● WHAT TO PRODUCE
Put the data below into a numbered list and leave out any blank lines.

** Start of DATASET ENTRIES **

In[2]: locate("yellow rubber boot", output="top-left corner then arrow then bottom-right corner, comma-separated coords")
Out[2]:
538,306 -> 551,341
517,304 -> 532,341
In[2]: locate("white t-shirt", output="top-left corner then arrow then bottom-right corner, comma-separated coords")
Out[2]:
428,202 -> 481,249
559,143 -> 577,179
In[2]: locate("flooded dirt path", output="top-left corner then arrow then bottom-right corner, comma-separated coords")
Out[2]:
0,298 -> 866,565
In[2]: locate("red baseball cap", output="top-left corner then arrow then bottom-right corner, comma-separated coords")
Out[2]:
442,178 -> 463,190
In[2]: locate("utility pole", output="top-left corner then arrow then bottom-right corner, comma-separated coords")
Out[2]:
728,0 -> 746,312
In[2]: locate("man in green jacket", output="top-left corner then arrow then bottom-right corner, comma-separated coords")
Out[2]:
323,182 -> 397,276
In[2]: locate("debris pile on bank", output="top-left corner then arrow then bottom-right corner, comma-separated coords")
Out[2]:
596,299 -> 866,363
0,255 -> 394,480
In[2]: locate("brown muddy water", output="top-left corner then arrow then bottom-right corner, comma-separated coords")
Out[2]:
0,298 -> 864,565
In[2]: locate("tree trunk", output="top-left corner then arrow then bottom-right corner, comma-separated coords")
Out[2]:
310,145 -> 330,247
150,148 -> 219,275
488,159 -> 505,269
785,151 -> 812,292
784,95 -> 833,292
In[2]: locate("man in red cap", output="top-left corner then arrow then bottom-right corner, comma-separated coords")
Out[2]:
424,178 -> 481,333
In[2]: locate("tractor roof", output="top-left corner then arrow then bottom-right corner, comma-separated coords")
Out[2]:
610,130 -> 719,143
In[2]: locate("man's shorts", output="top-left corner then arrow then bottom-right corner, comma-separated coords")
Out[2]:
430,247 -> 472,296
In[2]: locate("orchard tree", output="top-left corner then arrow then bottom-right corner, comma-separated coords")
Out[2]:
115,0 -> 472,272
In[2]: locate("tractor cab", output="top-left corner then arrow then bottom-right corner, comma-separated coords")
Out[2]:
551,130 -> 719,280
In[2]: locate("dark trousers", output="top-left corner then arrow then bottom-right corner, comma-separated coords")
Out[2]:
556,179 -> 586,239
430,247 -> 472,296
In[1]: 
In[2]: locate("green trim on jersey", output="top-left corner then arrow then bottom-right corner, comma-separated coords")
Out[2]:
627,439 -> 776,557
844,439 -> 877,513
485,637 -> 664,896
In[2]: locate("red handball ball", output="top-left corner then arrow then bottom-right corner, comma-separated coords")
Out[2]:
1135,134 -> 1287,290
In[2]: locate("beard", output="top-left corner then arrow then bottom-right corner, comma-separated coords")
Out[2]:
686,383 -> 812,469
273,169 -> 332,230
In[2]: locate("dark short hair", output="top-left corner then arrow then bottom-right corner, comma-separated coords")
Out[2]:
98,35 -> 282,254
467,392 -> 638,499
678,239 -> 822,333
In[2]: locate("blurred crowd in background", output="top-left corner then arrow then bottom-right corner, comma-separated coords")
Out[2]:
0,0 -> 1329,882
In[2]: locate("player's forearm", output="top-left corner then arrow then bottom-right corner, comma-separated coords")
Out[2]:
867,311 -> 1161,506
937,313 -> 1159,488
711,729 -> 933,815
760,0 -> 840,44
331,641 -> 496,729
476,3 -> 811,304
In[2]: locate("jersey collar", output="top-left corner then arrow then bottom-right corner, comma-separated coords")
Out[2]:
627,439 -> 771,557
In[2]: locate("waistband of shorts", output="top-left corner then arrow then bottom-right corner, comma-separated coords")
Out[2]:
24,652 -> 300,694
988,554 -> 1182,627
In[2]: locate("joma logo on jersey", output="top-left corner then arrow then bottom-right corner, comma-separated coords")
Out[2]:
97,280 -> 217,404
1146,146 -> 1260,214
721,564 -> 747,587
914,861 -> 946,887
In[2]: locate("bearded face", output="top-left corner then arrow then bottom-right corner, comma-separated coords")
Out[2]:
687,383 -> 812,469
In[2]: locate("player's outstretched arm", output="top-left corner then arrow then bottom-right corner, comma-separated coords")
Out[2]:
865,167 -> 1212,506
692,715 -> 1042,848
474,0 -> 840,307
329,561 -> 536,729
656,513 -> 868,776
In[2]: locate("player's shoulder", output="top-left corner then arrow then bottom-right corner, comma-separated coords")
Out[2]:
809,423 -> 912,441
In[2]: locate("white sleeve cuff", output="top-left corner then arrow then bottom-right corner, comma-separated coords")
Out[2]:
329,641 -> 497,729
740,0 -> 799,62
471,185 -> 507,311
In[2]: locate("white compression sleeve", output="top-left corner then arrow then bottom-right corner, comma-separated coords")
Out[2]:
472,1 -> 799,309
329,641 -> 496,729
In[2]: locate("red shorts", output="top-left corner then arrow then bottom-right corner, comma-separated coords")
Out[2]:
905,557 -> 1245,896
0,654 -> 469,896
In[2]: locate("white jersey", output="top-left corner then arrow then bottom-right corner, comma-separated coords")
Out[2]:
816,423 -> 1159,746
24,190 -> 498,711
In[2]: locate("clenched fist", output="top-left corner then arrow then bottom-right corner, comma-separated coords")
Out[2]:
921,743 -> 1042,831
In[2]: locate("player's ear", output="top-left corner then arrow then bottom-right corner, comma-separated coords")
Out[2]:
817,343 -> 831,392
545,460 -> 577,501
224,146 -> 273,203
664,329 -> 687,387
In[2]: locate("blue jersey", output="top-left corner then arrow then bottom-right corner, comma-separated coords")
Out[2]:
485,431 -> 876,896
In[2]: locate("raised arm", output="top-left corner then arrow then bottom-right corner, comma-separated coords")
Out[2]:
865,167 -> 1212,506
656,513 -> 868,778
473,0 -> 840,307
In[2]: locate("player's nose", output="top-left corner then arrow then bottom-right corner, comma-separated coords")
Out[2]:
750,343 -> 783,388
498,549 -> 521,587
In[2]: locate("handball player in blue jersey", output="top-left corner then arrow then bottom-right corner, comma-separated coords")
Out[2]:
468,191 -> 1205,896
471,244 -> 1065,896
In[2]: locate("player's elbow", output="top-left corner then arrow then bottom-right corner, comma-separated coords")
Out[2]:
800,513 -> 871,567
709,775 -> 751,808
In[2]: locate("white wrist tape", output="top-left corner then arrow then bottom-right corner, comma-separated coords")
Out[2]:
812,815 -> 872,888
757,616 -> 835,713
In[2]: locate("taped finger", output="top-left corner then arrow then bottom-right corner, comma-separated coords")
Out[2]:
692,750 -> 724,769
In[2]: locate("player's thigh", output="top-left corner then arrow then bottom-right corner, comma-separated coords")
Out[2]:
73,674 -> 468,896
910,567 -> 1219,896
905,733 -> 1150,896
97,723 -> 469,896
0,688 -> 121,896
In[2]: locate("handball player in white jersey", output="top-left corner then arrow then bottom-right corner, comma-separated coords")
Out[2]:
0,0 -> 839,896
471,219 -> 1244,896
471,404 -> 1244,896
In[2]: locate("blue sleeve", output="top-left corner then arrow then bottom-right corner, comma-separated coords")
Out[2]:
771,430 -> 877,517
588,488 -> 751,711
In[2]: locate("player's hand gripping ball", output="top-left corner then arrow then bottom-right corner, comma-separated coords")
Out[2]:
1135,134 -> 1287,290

** End of DATASET ENTRIES **

● TASK ANSWER
1. In[2]: locate("yellow rubber boot", output="top-left corner then arrow then bottom-right corner, comma-separated coords")
2. Out[2]:
3. 538,306 -> 551,341
4. 517,304 -> 532,341
5. In[2]: locate("white t-shirt", output="top-left corner then arrow then bottom-right corner, comma-separated coords")
6. Out[2]:
7. 428,202 -> 481,249
8. 559,143 -> 577,179
9. In[2]: locate("flooded dirt path", output="top-left corner then arrow then bottom-right corner, comma-separated coords")
10. Out[2]:
11. 0,298 -> 866,565
12. In[2]: locate("red baseball cap", output="top-left corner then arrow then bottom-right corner, comma-separated coords")
13. Out[2]:
14. 442,178 -> 463,190
15. In[2]: locate("utility pole", output="top-left corner then arrow then bottom-right corner, comma-separated coords")
16. Out[2]:
17. 728,0 -> 746,312
18. In[2]: locate("man in green jacket", output="top-left corner then arrow then bottom-right corner, comma-separated coords")
19. Out[2]:
20. 323,182 -> 397,276
21. In[2]: locate("debris pile on bank", output="top-left corner then arrow then bottom-right corner, comma-separated coords")
22. Out[2]:
23. 596,299 -> 866,363
24. 0,255 -> 394,480
25. In[2]: locate("brown muddy water", output="top-left corner then arrow then bottom-right corner, comma-separated coords")
26. Out[2]:
27. 0,298 -> 864,565
28. In[2]: locate("tree trunk", output="top-left corner then arrow then bottom-right corner, comma-separated coords")
29. Out[2]:
30. 310,145 -> 330,247
31. 150,148 -> 219,275
32. 488,159 -> 505,269
33. 785,151 -> 812,292
34. 784,95 -> 833,292
35. In[2]: locate("man in red cap", output="top-left corner then arrow then bottom-right corner, comma-separated coords")
36. Out[2]:
37. 424,178 -> 481,333
38. In[2]: locate("tractor roof", output="top-left corner then arrow then bottom-right corner, comma-separated coords")
39. Out[2]:
40. 610,130 -> 719,143
41. In[2]: locate("man's shorts", output="top-left corner then arrow then bottom-right corner, comma-separated coords")
42. Out[2]:
43. 430,247 -> 472,296
44. In[2]: locate("orchard tree", output="top-left corner then arrow then bottom-right corner, comma-separated coords")
45. Out[2]:
46. 115,0 -> 472,272
47. In[2]: locate("tractor cab", output="top-left corner then arrow then bottom-right corner, comma-separated coords")
48. Out[2]:
49. 551,130 -> 719,280
50. In[2]: locate("dark trousers", output="top-left corner then arrow then bottom-right corner, comma-separated coords")
51. Out[2]:
52. 556,179 -> 586,239
53. 430,247 -> 472,296
54. In[1]: 
55. In[2]: locate("green trim on jersey", output="top-left corner then arrow then bottom-right corner, comma-separated coords")
56. Out[2]:
57. 627,439 -> 776,557
58. 844,439 -> 877,513
59. 485,637 -> 664,896
60. In[2]: locate("red handball ball", output="top-left corner then arrow then bottom-right corner, comma-separated coords")
61. Out[2]:
62. 1135,134 -> 1287,290
63. In[2]: locate("beard", output="top-left corner then arrow then bottom-right corner, comma-separated coords")
64. Out[2]:
65. 686,383 -> 812,469
66. 273,169 -> 332,230
67. In[2]: locate("dark short hair", output="top-left corner then arrow then bottom-right corner, comma-separated coords")
68. Out[2]:
69. 98,35 -> 282,254
70. 467,392 -> 638,499
71. 678,239 -> 822,333
72. In[2]: locate("blurred crowd in background", output="top-left corner then arrow then bottom-right corner, comma-separated coords")
73. Out[2]:
74. 0,0 -> 1329,882
75. In[2]: locate("player's forearm", output="top-left corner then arrow then bottom-right corner, comma-separated coords")
76. Out[2]:
77. 867,311 -> 1161,506
78. 937,313 -> 1159,488
79. 711,729 -> 933,815
80. 760,0 -> 840,44
81. 331,641 -> 496,729
82. 476,3 -> 811,304
83. In[2]: locate("jersey collar", output="top-left corner then arrow then bottom-right corner, comma-separated coords")
84. Out[2]:
85. 627,439 -> 771,557
86. In[2]: locate("waistband of shorts", output="top-left corner then arrow then bottom-right corner, comma-separated coords")
87. Out[2]:
88. 24,652 -> 300,694
89. 988,554 -> 1182,627
90. In[2]: locate("joma logo on jersey", output="top-left corner then arrow then bottom-right corner, comma-separated coords")
91. Out[2]:
92. 97,280 -> 217,404
93. 1146,146 -> 1260,214
94. 721,564 -> 747,587
95. 914,861 -> 946,887
96. In[2]: locate("bearded face", output="top-left corner then arrow then bottom-right corner, comma-separated coords")
97. Out[2]:
98. 687,383 -> 812,469
99. In[2]: locate("player's outstretched arm", output="top-left corner then arrow then bottom-right corner, comma-separated coords")
100. Out[2]:
101. 865,167 -> 1212,506
102. 692,715 -> 1042,848
103. 474,0 -> 840,307
104. 329,561 -> 536,729
105. 656,513 -> 868,776
106. In[2]: locate("player's shoulder", output="top-left corner then arrow then bottom-right corner, comma-separated coords")
107. Out[2]:
108. 809,423 -> 912,441
109. In[2]: locate("white sleeve cuff", output="top-left corner then arrow then bottom-right corner, comma-separated coords")
110. Out[2]:
111. 329,641 -> 497,729
112. 740,0 -> 799,62
113. 471,185 -> 507,311
114. In[2]: locate("white compression sleeve", output="top-left corner then arrow then bottom-right corner, comma-separated coords")
115. Out[2]:
116. 472,1 -> 799,309
117. 329,641 -> 496,729
118. In[2]: locate("red shorts", output="top-left corner then arrow then bottom-right corner, comma-separated coords")
119. Out[2]:
120. 905,557 -> 1245,896
121. 0,654 -> 469,896
122. In[2]: locate("white jersey", output="top-left corner then arrow then bottom-right corner, comma-separated coords")
123. Out[2]:
124. 816,423 -> 1159,746
125. 24,190 -> 498,711
126. In[2]: locate("clenched fist", output="top-left corner then arrow then bottom-right corner, comma-separated coords")
127. Out[2]:
128. 921,743 -> 1042,831
129. In[2]: locate("player's ear", output="top-left corner then arrow then bottom-right corner, comma-separated coords")
130. Out[2]:
131. 817,343 -> 831,392
132. 545,460 -> 577,501
133. 224,146 -> 273,203
134. 664,329 -> 687,387
135. In[2]: locate("blue jersey", output="top-left corner then arrow then bottom-right corner, comma-separated coords")
136. Out[2]:
137. 485,431 -> 876,896
138. In[2]: locate("raised arm", output="top-left corner then arrow then bottom-right corner, comma-separated coords")
139. Out[2]:
140. 865,167 -> 1212,506
141. 656,513 -> 868,778
142. 473,0 -> 840,307
143. In[2]: locate("player's nose", output="top-left corner then arrow then bottom-right corner, comma-separated coords")
144. Out[2]:
145. 750,343 -> 783,388
146. 498,549 -> 521,587
147. In[2]: locate("handball player in blue jersey", output="top-left corner then arrow then bottom-right corner, comma-separated coords")
148. Out[2]:
149. 468,191 -> 1205,896
150. 471,244 -> 1065,896
151. In[2]: locate("player's elbow", output="top-left corner then arrow then bottom-right corner, comma-separated coords")
152. Out[2]:
153. 800,513 -> 871,567
154. 709,775 -> 751,808
155. In[2]: locate("white wrist tape", output="top-left corner then arrow then bottom-right corner, comma-separated coords")
156. Out[2]:
157. 812,815 -> 872,888
158. 757,616 -> 835,713
159. In[2]: locate("taped finger", output="top-left corner then arrow then bottom-right corner, comma-separated coords")
160. Out[2]:
161. 692,750 -> 724,769
162. In[2]: locate("player's thigh", output="top-left corner then arrow then bottom-right corner, comma-separated coords")
163. Out[2]:
164. 73,674 -> 468,896
165. 910,567 -> 1219,896
166. 905,733 -> 1150,896
167. 97,723 -> 469,896
168. 0,688 -> 121,896
169. In[2]: locate("handball player in white jersey", output="top-left corner then arrow then bottom-right corner, comma-separated coords")
170. Out[2]:
171. 0,0 -> 839,896
172. 471,219 -> 1244,896
173. 471,404 -> 1244,896
174. In[2]: locate("blue sleeve", output="top-left corner then arrow then bottom-right corner, comma-separated coords")
175. Out[2]:
176. 771,430 -> 877,517
177. 588,488 -> 751,711
178. In[2]: locate("player's hand gripping ball", output="top-left corner then arrow then bottom-right corner, comma-separated coords")
179. Out[2]:
180. 1135,134 -> 1287,290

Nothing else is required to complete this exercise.